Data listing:

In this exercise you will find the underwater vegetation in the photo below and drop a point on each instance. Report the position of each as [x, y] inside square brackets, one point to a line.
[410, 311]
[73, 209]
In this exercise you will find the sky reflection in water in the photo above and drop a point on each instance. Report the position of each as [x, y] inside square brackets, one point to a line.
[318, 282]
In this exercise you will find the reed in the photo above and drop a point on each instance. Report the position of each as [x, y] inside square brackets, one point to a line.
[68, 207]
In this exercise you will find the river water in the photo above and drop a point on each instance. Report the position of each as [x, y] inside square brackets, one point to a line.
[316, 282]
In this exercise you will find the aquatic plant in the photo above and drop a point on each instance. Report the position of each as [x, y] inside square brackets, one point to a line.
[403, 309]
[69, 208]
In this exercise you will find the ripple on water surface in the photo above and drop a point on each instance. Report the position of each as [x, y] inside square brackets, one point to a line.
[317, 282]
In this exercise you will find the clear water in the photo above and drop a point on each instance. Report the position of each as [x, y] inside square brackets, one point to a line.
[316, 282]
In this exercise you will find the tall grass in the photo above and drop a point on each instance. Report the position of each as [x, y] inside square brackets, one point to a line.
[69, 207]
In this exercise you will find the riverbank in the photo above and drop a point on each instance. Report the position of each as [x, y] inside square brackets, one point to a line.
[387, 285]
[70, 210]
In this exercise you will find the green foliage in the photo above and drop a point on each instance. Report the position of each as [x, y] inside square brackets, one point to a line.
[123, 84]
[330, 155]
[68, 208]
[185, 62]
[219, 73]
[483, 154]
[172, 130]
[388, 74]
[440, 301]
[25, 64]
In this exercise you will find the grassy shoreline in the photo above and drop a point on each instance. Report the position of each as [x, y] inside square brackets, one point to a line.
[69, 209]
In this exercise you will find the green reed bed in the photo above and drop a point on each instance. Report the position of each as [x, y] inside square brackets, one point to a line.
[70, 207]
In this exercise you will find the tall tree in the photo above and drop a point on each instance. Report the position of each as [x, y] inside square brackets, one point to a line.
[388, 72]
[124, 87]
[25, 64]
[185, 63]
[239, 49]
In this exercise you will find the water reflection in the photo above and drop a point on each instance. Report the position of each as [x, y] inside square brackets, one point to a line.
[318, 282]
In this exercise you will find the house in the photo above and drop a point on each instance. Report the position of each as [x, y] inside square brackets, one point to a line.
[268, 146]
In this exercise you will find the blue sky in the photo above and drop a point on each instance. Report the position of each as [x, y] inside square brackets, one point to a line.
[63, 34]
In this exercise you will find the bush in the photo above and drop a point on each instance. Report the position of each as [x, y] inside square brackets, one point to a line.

#### Work required:
Can you retype every one of the lines above word for word, changing nothing?

#### Task output:
In this exercise you will find the underwater vegetation in the photo below and drop a point on each instance. Report the position of each as [x, y] inside square brackets, one point to a line.
[410, 311]
[73, 209]
In this exercise you will find the sky reflection in water in the photo above and drop a point on each instance. Report the position of each as [x, y] inside square brackets, one point to a line.
[318, 282]
In this exercise you will find the reed in the photo above and drop a point on each instance. Report the position of each as [x, y] inside square brackets, one point to a line.
[68, 207]
In this exercise you will find the river water in the photo above and drop a point on each instance. Report the position of each as [x, y] inside square brackets, one point to a line.
[316, 282]
In this exercise you will find the aquatic plant in the photo above and drop a point on each instance. Report the position of each as [x, y] inside square brackets, one point to a line.
[403, 309]
[69, 208]
In this exercise you will find the ripple on water surface in the photo above and drop a point on each instance. Report the position of each as [x, y] inside square brackets, one point to a line.
[317, 282]
In this exercise you will find the clear water in the photo above and drop a point on each instance. Report the position of each as [x, y] inside square brackets, one point to a line.
[316, 282]
In this exercise you will find the tall grass in the photo above and drop a point on each instance. Report the position of each as [x, y] inside square brackets, one point to a line.
[69, 207]
In this exercise you will find the riverbank in the photo above and drop a point on each instance. Report the position of each as [x, y] inside square brackets, one point to a line.
[387, 285]
[70, 210]
In this exercise you will find the green foliage in the photo above and drop a point on each instance. Report the position of each as [x, y] inside square brackets, one point to a line.
[123, 84]
[330, 155]
[68, 208]
[185, 62]
[219, 73]
[483, 154]
[172, 130]
[388, 74]
[440, 301]
[25, 64]
In this exercise you will find the grassy shoreline in the photo above and drop a point on each instance. Report the position of each as [x, y] inside square brackets, one point to a line.
[69, 209]
In this exercise you will find the green reed bed in the photo above and drop a point on each instance. Report the position of each as [x, y] inside square brackets, one point to a line.
[70, 207]
In this exercise you will find the tall tree in the photo above and drop a point on each instance. Report the position of each as [x, y] inside square brackets, one point to a line.
[388, 72]
[124, 87]
[25, 64]
[185, 63]
[239, 49]
In this exercise you will find the water reflection in the photo above and drop a point on each instance. Report the position of each as [x, y] inside square brackets, one point to a line.
[318, 282]
In this exercise you will find the house in the photo above and drop a point on each instance. Report the position of each as [x, y] inside square brackets, one point to a line.
[268, 146]
In this exercise you will find the blue sky in the photo above and drop a point on each instance. Report the position of each as [x, y] inside square brackets, one point to a line.
[63, 34]
In this exercise you will find the bush in the photo above and drop a point on each instance. Report the position of each as [x, y] inside square brackets, one point to a line.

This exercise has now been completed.